Exercise —
Images are not part of the copy; write out the rest of the data exactly as given.

Given records —
======
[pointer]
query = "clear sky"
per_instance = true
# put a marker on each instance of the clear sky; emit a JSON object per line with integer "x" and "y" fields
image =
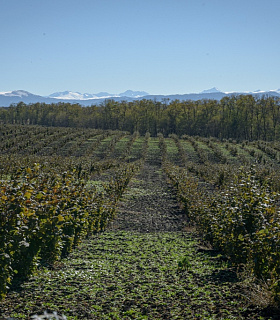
{"x": 159, "y": 46}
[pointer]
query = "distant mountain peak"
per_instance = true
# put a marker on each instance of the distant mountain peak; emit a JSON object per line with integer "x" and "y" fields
{"x": 212, "y": 90}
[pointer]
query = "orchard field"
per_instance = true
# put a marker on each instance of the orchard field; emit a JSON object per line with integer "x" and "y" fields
{"x": 100, "y": 224}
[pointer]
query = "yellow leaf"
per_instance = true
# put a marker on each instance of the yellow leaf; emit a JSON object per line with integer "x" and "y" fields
{"x": 27, "y": 195}
{"x": 60, "y": 218}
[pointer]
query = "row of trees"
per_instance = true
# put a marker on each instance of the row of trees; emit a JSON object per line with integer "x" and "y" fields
{"x": 240, "y": 117}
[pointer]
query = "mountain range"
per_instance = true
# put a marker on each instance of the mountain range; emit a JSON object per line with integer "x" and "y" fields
{"x": 87, "y": 99}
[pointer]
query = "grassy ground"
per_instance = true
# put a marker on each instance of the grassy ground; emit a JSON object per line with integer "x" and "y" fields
{"x": 147, "y": 265}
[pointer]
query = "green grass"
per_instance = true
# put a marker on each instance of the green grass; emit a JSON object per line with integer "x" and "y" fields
{"x": 126, "y": 275}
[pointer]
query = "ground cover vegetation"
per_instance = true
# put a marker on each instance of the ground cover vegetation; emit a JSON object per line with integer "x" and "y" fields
{"x": 107, "y": 224}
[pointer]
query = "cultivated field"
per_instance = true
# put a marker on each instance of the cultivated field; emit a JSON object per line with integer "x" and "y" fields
{"x": 111, "y": 225}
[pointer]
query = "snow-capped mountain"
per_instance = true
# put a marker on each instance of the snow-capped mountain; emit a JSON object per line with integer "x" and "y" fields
{"x": 212, "y": 90}
{"x": 69, "y": 95}
{"x": 88, "y": 99}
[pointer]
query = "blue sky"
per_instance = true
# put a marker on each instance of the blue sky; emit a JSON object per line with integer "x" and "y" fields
{"x": 159, "y": 46}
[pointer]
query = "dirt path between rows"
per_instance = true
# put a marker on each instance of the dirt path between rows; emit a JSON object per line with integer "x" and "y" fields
{"x": 148, "y": 205}
{"x": 133, "y": 270}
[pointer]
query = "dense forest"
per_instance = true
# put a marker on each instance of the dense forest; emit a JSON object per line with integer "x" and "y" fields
{"x": 241, "y": 117}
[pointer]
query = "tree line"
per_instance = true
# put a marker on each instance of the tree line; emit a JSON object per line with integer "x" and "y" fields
{"x": 241, "y": 117}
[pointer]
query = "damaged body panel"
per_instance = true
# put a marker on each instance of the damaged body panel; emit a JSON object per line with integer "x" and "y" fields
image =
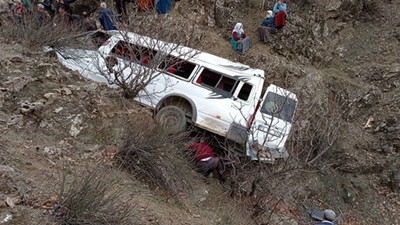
{"x": 215, "y": 94}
======
Exercise answer —
[pointer]
query = "clear sky"
per_instance = true
# put a marker on each instance of the clear sky; emit a JSON object per line with integer "x" and "y" fields
image =
{"x": 159, "y": 46}
[pointer]
query = "distant mountain peak"
per_instance = true
# put a marker on each instance of the distant mountain peak; emit a JSON object per line with integer "x" and "y" fields
{"x": 212, "y": 90}
[pointer]
query = "orchard field"
per_instance = true
# put a marker on each instance of the orchard field; emit a JSON object per line with integer "x" and "y" fields
{"x": 100, "y": 224}
[pointer]
query = "yellow leaf"
per_instance = true
# put a marker on each instance of the yellow leaf; emit a JSON object per line with integer "x" and "y" fields
{"x": 27, "y": 195}
{"x": 60, "y": 218}
[pointer]
query = "row of trees"
per_instance = true
# put a marker on each instance of the row of trees; emit a JSON object per line with integer "x" and "y" fields
{"x": 240, "y": 117}
[pointer]
query = "mountain range"
per_instance = true
# put a marker on each instance of the mountain range; emit a JSON object per line with integer "x" and "y" fields
{"x": 87, "y": 99}
[pointer]
query = "grassy ground"
per_instance = true
# put a marker on each instance of the grassy ground; emit a JSON object per line with integer "x" and "y" fields
{"x": 147, "y": 265}
[pointer]
query = "green grass"
per_instance = true
# put a marker on each instance of the green grass; emit a JSON object per line with integer "x" and "y" fields
{"x": 126, "y": 275}
[pointer]
query = "ground cover vegetation"
per_instance = true
# put a marker on each instance of the ground cover vegetation; emit a JSON object per line with integer "x" and "y" fields
{"x": 107, "y": 224}
[pointer]
query = "cultivated field"
per_instance = true
# put a marker on each instance of the cultivated field; emit a JSON object per line with integer "x" and "y" fields
{"x": 111, "y": 225}
[pointer]
query = "snow-capped mountain"
per_instance = true
# put a marker on each instance of the snow-capped mountain; emit a JSON object per line with integer "x" and "y" fields
{"x": 212, "y": 90}
{"x": 69, "y": 95}
{"x": 88, "y": 99}
[pointer]
query = "blue sky"
per_instance = true
# put a marker on each instance of the blue sky; emit a JSON object per line with integer "x" and "y" fields
{"x": 159, "y": 46}
[pointer]
query = "dirt path between rows"
per_instance = true
# put a marker on each instance of the dirt path between rows; emit a JSON object per line with integer "x" and "y" fields
{"x": 148, "y": 205}
{"x": 133, "y": 270}
[pointer]
query = "dense forest"
per_instance = true
# put a marker on each instance of the dense forest; emit a JSON object per line with integer "x" and "y" fields
{"x": 241, "y": 117}
[pointer]
query = "tree line"
per_instance = true
# put a marker on each instance of the tree line; emit a JSON object per line with integer "x" and "y" fields
{"x": 241, "y": 117}
[pointer]
query = "damaged body panel"
per_instance = true
# put a marker on each instance of the damaged body panel; emit a JSON object per line with integer "x" and "y" fields
image =
{"x": 215, "y": 94}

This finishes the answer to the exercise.